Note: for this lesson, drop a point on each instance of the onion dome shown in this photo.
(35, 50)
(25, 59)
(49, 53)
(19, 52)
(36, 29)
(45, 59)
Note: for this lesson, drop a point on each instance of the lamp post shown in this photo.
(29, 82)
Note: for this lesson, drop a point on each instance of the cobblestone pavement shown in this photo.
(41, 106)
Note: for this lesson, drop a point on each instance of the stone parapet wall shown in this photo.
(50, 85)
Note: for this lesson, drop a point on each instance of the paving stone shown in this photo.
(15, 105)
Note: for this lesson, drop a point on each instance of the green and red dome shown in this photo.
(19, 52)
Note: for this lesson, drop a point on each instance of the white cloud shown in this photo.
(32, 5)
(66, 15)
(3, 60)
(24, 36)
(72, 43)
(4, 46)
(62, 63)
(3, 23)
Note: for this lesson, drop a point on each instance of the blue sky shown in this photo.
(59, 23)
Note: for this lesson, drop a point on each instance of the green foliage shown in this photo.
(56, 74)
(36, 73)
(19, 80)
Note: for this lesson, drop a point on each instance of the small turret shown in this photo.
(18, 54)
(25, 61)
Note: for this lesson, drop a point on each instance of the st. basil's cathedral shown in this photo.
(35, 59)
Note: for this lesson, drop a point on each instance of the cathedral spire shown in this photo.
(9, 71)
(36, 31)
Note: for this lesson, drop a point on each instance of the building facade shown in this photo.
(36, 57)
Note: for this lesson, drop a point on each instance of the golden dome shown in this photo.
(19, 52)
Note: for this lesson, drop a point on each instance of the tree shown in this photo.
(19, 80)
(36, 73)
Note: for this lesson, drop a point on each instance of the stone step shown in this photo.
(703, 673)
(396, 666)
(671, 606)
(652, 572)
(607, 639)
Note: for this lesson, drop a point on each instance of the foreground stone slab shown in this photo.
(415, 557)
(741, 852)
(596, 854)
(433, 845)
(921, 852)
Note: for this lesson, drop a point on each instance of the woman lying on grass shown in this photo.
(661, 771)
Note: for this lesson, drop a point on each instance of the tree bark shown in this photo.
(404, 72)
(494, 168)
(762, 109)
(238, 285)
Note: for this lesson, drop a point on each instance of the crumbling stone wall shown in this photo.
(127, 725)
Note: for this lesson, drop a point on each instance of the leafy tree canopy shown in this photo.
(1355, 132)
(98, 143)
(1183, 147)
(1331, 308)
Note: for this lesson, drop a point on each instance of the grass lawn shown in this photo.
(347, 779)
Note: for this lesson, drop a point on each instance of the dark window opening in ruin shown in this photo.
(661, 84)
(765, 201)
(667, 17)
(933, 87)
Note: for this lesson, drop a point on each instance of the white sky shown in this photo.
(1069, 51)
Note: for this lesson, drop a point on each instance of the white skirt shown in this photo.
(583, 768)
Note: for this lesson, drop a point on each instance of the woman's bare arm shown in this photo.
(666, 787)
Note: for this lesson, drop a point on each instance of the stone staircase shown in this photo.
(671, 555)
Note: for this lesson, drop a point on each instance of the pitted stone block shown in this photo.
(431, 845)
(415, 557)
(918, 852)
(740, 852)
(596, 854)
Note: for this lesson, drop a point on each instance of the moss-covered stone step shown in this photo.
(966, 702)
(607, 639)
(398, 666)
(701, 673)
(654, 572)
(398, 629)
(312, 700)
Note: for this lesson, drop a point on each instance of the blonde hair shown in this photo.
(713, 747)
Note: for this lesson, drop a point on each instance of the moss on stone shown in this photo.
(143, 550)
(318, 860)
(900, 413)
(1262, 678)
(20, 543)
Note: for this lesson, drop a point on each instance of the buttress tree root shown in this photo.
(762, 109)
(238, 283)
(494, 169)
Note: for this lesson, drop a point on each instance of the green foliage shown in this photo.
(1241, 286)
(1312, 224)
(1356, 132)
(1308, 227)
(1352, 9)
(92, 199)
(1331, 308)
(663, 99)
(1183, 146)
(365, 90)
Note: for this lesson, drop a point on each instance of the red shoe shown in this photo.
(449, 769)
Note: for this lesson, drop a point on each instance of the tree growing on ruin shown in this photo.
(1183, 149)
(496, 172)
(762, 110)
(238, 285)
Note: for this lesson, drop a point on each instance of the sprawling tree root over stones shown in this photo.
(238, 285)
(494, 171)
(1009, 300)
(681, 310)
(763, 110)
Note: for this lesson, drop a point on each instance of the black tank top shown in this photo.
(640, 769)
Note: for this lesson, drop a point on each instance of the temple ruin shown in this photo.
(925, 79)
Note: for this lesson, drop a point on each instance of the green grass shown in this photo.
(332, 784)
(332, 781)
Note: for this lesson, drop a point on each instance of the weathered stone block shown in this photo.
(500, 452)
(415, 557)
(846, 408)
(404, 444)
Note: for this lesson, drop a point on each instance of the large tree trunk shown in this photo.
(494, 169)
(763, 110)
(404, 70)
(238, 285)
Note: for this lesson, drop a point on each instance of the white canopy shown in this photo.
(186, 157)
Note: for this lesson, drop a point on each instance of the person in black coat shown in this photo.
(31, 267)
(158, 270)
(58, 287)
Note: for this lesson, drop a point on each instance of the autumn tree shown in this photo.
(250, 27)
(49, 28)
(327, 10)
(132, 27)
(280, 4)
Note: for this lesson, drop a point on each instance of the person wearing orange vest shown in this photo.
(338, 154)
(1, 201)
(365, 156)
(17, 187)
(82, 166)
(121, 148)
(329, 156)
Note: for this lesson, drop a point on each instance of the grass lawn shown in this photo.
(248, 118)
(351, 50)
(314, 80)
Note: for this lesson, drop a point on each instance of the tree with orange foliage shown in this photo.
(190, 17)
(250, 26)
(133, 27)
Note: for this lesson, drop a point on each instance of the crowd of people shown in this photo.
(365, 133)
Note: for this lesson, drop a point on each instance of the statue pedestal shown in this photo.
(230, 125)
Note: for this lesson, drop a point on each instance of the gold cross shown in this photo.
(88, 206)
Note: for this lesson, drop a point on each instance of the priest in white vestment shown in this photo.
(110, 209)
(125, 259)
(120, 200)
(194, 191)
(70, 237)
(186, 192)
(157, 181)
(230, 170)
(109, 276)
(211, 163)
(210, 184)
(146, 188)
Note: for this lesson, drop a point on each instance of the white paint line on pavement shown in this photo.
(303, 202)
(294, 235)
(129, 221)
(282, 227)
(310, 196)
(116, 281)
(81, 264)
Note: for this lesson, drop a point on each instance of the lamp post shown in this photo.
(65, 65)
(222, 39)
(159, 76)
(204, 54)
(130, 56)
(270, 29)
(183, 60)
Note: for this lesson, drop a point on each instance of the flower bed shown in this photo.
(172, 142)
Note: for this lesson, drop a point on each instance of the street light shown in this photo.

----------------------------------------

▶ Stated exercise: Write the entries again, exactly as they stand.

▶ Reply to the exercise:
Note: for this lesson, drop a point on each instance of the onion dome shown in this photo.
(35, 50)
(25, 59)
(49, 53)
(19, 52)
(36, 29)
(45, 59)
Note: for this lesson, drop a point on each instance of the lamp post shown in this photo.
(29, 82)
Note: for this lesson, drop a point on each instance of the cobblestone pavement shown in this photo.
(41, 106)
Note: for this lesson, drop a point on each instance of the stone parapet wall shown in this photo.
(50, 85)
Note: for this lesson, drop a point on each instance of the paving stone shown in this photo.
(15, 105)
Note: for this lesson, drop a point on each instance of the green and red dome shown in this photo.
(19, 52)
Note: for this lesson, drop a point on each instance of the white cloud shown in this photo.
(32, 5)
(66, 15)
(3, 60)
(24, 36)
(72, 43)
(4, 46)
(62, 63)
(3, 23)
Note: for this lesson, drop a point on each instance of the blue sky shown in this photo.
(59, 23)
Note: for this lesson, drop a point on each instance of the green foliage shown in this photo.
(56, 74)
(36, 73)
(19, 80)
Note: for this lesson, drop a point on each instance of the small turret shown in this photo.
(18, 54)
(25, 61)
Note: for this lesson, drop a point on each instance of the st. basil's cathedral shown in this photo.
(35, 59)
Note: for this lesson, drop a point on each instance of the cathedral spire shown in this photo.
(9, 71)
(36, 31)
Note: for this lesson, drop a point on each instance of the building facade shown in this photo.
(36, 57)
Note: for this lesson, drop a point on each instance of the golden dome shown in this photo.
(19, 52)
Note: for this lesson, drop a point on each instance of the tree shown in this photo.
(19, 80)
(36, 73)
Note: for this lesson, drop a point on each instance of the stone step shown in this photo.
(703, 673)
(396, 666)
(671, 606)
(652, 572)
(607, 639)
Note: for this lesson, drop a point on each instance of the foreground stone slab shown in this photo.
(415, 557)
(741, 852)
(596, 854)
(433, 845)
(921, 852)
Note: for this lesson, drop a point on each instance of the woman lying on grass shown in this photo.
(661, 771)
Note: for this lesson, drop a point on each instance of the tree bark shown in this photo.
(404, 72)
(494, 168)
(762, 109)
(238, 285)
Note: for this lesson, drop a point on each instance of the crumbling stone wall shown in this photo.
(127, 725)
Note: for this lesson, drop a point on each instance of the leafy tree canopy shown in this photo.
(1355, 132)
(98, 143)
(1183, 147)
(1331, 308)
Note: for this lesson, drop a point on each instance of the grass lawn shown in this photo.
(347, 779)
Note: for this lesson, drop a point on each instance of the dark window opening in ruin shown in this photo.
(661, 84)
(765, 201)
(667, 17)
(933, 87)
Note: for this lesson, drop a point on each instance of the white sky shown in this photo.
(1069, 51)
Note: for this lesson, drop a point on each instance of the white skirt shown in this photo.
(583, 768)
Note: for this lesson, drop a point on each instance of the woman's bare arm shown in this photo.
(666, 787)
Note: for this lesson, drop a point on each instance of the stone staircase shown in this photo.
(671, 555)
Note: for this lesson, drop a point on each instance of the pitted stone block shown in this photo.
(431, 845)
(415, 557)
(918, 852)
(740, 852)
(596, 854)
Note: for this lesson, drop a point on each instance of the moss-covered stone step shown in this photo.
(966, 702)
(607, 639)
(398, 666)
(701, 673)
(654, 572)
(398, 629)
(312, 700)
Note: for this lesson, drop a point on each instance of the blonde hair shown in this photo.
(713, 747)
Note: for this lesson, drop a point on each instance of the moss on stone shown in this photo.
(143, 550)
(318, 860)
(900, 413)
(1262, 678)
(20, 543)
Note: for this lesson, drop a point on each instance of the buttress tree root shown in this photo.
(762, 109)
(238, 283)
(494, 169)
Note: for this lesson, drop a point on each instance of the green foliage shown in this photo.
(1241, 286)
(1312, 224)
(1356, 132)
(1308, 227)
(1352, 9)
(92, 199)
(1331, 308)
(663, 99)
(1183, 146)
(365, 90)
Note: for this lesson, drop a point on each instance of the red shoe shown in this photo.
(449, 769)
Note: for this lesson, drop a point on each instance of the tree growing on ruin shown in this photo.
(1183, 149)
(496, 172)
(762, 110)
(238, 285)
Note: for this lesson, drop a point on each instance of the sprawling tree root over stones shown in this photo.
(238, 285)
(494, 171)
(1009, 300)
(681, 310)
(763, 110)
Note: for this lesson, drop a point on each instance of the black tank top shown in this photo.
(640, 769)
Note: for this lesson, drop a point on each instance of the temple ruin shown in this photo.
(925, 79)
Note: for this lesson, drop a point on each instance of the green grass shown in this photo.
(332, 784)
(332, 781)
Note: for this lesson, drop a point on each instance of the weathered stone block shown in this photo.
(500, 452)
(415, 557)
(846, 408)
(404, 444)
Note: for this lesson, drop a point on each instance of the large tree trunk shown in this photo.
(494, 169)
(763, 110)
(404, 70)
(238, 285)
Note: for this lesson, drop a point on each instance of the white canopy shown in this photo.
(186, 157)
Note: for this lesson, drop a point on each instance of the person in black coat shown in this photo.
(31, 267)
(158, 270)
(58, 287)
Note: for this lesson, drop a point on each instance of the autumn tree shown in this photo.
(250, 27)
(49, 28)
(327, 10)
(132, 27)
(280, 4)
Note: for this lesson, drop a point on each instance of the person wearing orange vest shown in this photo.
(338, 154)
(1, 201)
(365, 156)
(17, 187)
(82, 166)
(121, 148)
(329, 156)
Note: for this lesson, drop a point on each instance of the grass lawn shown in this photo.
(248, 118)
(351, 50)
(314, 80)
Note: for this lesson, drop a point on each instance of the tree with orange foliage shown in this photo.
(190, 17)
(250, 26)
(133, 27)
Note: for this lesson, drop a point on each instance of the crowd of people shown in this photo.
(365, 133)
Note: for this lesson, drop a point on each instance of the statue pedestal shown in this photo.
(230, 125)
Note: for this lesson, drop a point on each instance of the gold cross shown in this photo.
(88, 206)
Note: for this lesson, drop a point on each instance of the priest in white vestment shown in this photo.
(110, 209)
(125, 259)
(120, 200)
(194, 191)
(70, 237)
(186, 192)
(157, 181)
(230, 170)
(109, 276)
(211, 163)
(210, 184)
(146, 188)
Note: for this lesson, drop a point on each instance of the white paint line on pavement shown in this photo.
(303, 202)
(294, 235)
(129, 221)
(282, 227)
(310, 196)
(116, 281)
(81, 264)
Note: for this lesson, drop a point on each instance of the lamp post shown in this photo.
(65, 65)
(222, 39)
(159, 76)
(204, 54)
(130, 56)
(270, 29)
(183, 60)
Note: for this lesson, drop a point on each instance of the flower bed shown in this photo.
(172, 142)
Note: for this lesson, drop a point on each instance of the street light shown in this photo.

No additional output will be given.